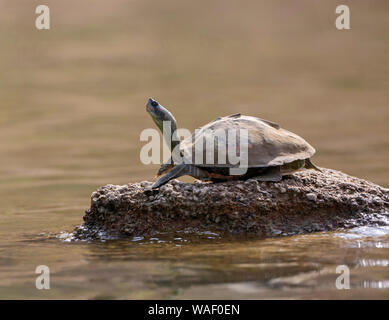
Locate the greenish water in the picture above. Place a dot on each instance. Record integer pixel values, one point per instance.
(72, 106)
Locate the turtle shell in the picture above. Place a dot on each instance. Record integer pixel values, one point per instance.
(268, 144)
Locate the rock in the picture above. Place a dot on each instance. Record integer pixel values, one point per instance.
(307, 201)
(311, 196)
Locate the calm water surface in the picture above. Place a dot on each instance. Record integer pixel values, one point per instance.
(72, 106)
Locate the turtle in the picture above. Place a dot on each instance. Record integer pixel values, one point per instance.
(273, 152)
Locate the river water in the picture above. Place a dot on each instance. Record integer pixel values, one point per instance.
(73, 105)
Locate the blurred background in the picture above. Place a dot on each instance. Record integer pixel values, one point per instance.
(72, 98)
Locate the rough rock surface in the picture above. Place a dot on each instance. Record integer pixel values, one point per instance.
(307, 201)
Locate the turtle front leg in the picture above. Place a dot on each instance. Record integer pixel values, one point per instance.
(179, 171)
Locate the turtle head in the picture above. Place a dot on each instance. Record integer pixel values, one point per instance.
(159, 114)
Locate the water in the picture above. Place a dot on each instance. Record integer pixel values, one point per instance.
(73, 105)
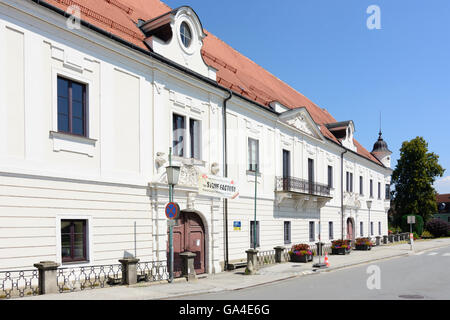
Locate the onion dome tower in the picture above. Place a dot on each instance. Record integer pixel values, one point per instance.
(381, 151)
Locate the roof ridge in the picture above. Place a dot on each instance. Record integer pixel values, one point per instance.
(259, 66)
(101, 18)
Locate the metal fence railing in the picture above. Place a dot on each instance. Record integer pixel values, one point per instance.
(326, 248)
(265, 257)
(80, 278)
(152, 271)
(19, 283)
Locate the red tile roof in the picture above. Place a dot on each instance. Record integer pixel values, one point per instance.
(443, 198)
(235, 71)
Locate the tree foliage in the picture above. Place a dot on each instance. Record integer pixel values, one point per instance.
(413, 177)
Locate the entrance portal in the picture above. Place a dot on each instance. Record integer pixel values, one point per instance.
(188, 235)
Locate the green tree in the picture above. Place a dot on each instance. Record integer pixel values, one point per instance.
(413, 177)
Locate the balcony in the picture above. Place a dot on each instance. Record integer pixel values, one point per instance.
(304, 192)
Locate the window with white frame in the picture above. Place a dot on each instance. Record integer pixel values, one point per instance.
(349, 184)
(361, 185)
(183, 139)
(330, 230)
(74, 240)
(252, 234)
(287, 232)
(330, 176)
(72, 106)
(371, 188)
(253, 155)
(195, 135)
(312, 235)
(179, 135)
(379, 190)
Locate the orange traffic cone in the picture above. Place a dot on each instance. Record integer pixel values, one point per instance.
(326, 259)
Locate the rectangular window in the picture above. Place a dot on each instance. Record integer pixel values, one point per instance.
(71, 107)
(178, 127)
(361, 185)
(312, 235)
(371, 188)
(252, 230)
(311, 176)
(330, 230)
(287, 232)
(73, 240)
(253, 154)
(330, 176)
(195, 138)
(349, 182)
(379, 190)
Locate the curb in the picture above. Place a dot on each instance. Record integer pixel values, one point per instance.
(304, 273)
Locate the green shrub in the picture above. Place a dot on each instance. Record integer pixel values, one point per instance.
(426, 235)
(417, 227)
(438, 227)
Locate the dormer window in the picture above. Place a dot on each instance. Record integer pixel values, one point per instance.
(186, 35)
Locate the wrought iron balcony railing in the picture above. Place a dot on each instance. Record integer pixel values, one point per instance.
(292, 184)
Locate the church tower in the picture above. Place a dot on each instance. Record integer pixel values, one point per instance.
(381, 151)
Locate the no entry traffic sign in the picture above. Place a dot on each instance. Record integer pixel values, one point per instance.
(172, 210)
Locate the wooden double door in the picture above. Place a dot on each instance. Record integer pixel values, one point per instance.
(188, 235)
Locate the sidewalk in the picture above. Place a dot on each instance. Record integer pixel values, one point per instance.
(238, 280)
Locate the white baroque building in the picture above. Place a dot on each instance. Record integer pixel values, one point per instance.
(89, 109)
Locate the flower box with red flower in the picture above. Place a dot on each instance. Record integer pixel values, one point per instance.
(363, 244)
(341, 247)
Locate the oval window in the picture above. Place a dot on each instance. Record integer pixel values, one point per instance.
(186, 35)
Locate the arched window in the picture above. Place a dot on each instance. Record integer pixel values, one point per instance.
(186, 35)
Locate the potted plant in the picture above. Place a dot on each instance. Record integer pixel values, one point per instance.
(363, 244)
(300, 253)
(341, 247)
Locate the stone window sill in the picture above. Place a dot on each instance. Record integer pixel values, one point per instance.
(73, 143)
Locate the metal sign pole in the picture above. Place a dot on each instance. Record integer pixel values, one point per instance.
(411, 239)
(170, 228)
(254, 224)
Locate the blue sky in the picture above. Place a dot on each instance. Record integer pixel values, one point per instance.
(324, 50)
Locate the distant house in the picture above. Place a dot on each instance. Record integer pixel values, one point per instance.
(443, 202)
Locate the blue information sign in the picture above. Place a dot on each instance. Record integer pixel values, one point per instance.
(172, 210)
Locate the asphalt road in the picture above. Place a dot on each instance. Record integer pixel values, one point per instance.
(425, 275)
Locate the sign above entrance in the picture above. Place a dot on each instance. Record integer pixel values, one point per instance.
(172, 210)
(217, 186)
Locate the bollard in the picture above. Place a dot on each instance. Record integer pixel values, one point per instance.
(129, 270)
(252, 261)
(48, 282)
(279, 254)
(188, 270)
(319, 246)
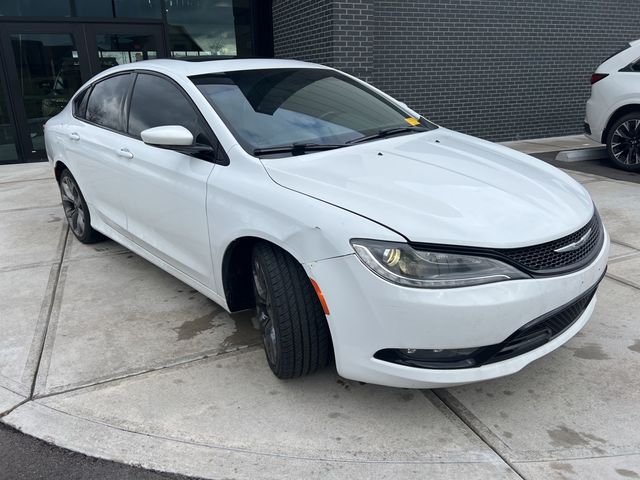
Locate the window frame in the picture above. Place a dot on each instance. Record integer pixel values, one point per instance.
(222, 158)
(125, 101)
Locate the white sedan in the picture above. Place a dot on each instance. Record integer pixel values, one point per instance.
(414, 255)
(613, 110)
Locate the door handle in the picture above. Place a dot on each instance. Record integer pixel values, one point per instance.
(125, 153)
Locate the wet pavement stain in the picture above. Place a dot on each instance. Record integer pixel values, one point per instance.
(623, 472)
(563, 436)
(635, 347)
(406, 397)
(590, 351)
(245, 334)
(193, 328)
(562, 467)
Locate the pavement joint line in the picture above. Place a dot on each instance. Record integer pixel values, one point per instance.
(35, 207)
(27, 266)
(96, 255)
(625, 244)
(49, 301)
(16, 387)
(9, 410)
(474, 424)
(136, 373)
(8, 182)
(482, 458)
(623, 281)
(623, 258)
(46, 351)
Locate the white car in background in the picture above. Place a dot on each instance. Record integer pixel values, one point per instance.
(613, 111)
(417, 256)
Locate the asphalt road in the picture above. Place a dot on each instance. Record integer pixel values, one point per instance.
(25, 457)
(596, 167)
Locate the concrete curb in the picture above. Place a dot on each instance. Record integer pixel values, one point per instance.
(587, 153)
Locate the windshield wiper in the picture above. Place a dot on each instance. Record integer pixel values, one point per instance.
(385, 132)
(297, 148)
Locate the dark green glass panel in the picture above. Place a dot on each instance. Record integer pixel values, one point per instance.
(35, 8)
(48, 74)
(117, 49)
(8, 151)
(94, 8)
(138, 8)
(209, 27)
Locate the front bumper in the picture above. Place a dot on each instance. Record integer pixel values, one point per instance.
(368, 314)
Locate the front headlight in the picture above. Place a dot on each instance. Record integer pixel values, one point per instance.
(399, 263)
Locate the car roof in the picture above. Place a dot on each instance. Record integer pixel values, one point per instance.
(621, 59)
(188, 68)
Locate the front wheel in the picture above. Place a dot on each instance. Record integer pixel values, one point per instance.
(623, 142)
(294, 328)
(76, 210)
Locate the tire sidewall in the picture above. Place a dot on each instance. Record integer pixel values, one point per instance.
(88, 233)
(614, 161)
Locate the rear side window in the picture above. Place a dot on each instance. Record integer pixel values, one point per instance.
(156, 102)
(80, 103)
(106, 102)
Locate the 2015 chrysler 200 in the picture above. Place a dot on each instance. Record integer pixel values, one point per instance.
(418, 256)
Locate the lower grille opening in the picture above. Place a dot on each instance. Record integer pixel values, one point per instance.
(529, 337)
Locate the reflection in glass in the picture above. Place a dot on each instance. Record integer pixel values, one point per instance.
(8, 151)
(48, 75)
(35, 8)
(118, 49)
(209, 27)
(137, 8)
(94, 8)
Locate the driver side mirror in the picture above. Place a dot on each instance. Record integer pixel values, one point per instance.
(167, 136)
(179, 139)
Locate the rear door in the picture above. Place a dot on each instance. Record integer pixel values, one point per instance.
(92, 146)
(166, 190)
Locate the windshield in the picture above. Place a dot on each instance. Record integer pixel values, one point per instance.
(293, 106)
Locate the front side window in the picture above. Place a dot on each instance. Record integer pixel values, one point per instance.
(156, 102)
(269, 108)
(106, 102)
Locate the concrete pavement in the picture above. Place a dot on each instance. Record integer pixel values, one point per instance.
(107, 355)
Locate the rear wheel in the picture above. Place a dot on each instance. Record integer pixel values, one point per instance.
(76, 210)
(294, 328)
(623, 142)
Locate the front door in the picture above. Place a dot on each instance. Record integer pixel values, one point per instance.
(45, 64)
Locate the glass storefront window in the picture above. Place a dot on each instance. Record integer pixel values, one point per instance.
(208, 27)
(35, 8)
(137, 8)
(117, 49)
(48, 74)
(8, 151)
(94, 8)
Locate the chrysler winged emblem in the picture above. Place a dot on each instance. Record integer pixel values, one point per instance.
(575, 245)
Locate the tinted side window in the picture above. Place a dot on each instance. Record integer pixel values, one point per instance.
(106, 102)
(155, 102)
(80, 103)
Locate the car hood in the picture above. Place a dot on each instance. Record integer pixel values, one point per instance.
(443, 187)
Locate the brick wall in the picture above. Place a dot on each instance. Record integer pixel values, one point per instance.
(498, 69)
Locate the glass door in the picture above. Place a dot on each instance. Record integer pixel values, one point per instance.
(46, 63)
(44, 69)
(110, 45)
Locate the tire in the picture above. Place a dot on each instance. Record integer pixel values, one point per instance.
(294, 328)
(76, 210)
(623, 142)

★ ★ ★

▶ [STATED GOAL]:
Please extract exactly, and only, the lines from the line containing "Locate the tinted" through the last line of the records.

▶ [RESPONSE TO THIS TASK]:
Locate the tinted side window in the picture above. Place a dot on each instance. Record integer pixel values, one point per instance.
(106, 102)
(155, 102)
(80, 103)
Locate the car hood in the picture above. Place a dot on each instance. Record integer pixel values, one point per instance.
(443, 187)
Locate the brick wall in the picture above. Place a dot on each instance. Record integer pixel values, one point per instance.
(498, 69)
Locate the glass door in the picture above. Place a dot on each instance. Record integer pixel values, one point per instance.
(46, 63)
(44, 69)
(110, 45)
Locate the tire in the picture above. Place a dot on each instance. Record integer pixel values, one point per instance.
(294, 328)
(76, 210)
(623, 142)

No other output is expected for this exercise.